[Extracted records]
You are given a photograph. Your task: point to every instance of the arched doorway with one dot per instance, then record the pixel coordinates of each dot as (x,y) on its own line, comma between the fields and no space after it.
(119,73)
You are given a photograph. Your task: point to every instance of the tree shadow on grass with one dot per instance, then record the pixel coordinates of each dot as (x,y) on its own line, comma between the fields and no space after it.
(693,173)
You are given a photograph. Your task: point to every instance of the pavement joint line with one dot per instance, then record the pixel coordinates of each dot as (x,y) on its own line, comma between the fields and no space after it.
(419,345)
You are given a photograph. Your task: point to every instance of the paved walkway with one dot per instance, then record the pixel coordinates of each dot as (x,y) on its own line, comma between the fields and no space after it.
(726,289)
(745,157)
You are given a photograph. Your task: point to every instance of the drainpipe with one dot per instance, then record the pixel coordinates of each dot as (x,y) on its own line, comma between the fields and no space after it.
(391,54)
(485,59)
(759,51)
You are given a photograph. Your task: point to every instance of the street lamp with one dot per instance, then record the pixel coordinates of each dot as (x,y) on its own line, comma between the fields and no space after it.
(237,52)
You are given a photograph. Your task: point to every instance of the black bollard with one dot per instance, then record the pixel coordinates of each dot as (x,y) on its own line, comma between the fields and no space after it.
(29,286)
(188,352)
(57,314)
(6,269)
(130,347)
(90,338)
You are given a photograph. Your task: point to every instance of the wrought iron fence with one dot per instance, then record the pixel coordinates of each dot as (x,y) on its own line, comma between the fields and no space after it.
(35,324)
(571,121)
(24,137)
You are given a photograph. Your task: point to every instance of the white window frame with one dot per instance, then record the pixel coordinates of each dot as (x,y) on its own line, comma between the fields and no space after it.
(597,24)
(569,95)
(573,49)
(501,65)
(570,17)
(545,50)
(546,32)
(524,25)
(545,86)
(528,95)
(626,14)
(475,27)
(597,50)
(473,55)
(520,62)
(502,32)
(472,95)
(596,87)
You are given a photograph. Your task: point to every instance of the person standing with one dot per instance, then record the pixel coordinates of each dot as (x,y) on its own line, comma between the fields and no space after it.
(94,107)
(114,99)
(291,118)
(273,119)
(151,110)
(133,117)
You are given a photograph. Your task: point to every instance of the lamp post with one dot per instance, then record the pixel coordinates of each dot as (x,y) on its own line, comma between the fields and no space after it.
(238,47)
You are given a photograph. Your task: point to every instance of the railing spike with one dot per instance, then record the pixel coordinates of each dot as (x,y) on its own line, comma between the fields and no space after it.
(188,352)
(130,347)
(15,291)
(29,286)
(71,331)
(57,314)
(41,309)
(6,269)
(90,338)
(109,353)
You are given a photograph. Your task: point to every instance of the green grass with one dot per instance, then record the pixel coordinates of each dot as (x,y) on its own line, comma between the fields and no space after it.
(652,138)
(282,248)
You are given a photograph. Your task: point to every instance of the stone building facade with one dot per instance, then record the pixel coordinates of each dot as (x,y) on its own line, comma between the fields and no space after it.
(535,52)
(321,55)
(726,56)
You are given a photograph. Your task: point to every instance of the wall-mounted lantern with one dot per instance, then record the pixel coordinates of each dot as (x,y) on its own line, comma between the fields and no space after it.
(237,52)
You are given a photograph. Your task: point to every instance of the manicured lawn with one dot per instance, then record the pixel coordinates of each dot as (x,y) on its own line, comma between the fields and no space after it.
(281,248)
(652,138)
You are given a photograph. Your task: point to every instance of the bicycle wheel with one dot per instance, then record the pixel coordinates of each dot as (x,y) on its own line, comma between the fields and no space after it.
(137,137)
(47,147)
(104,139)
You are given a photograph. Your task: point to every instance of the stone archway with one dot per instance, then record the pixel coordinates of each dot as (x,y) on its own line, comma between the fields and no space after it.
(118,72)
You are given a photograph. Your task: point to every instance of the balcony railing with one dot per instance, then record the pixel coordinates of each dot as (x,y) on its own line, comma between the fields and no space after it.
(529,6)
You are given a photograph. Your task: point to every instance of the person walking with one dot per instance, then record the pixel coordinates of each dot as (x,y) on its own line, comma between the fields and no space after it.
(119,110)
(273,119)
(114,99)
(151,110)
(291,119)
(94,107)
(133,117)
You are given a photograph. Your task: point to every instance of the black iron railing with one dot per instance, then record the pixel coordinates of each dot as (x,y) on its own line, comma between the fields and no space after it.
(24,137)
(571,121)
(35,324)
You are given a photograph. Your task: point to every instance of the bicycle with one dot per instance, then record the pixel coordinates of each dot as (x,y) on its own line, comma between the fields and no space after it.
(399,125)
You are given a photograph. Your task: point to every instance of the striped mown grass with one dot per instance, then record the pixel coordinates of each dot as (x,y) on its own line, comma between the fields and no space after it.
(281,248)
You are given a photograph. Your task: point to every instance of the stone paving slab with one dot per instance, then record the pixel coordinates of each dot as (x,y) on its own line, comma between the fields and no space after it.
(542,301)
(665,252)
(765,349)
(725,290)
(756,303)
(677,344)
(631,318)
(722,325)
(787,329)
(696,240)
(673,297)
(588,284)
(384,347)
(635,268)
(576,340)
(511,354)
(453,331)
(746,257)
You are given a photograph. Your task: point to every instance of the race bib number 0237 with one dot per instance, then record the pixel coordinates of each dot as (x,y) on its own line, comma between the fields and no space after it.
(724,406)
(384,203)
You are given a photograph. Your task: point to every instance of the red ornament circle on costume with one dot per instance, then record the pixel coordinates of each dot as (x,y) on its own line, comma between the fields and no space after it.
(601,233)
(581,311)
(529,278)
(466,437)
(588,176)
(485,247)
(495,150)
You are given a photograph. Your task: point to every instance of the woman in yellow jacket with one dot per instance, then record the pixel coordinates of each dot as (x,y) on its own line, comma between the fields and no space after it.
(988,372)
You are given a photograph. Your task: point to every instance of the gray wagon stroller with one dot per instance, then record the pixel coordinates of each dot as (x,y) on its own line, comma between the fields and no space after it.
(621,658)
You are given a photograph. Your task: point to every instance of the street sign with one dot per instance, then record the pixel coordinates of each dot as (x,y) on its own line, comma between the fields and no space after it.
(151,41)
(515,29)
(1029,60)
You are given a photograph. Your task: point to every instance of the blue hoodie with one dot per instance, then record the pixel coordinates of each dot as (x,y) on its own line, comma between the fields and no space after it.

Exercise requirements: Copy the lines of the records above word for word, starting with the line that contains "the street sign" and going on through the last line of the records.

Output below:
You are given a photograph. Your task: point to every instance of the street sign with one dot per instance, then record the pixel coordinates of each dot as (x,y) on its own line, comma between the fields and no space after it.
(151,41)
(515,29)
(1029,60)
You are given a photograph. Your task: point to every instance of the blue hoodie with one dot per instance, then record the pixel coordinates of each dot as (x,y) on its own line, comma between the fields and no space after it.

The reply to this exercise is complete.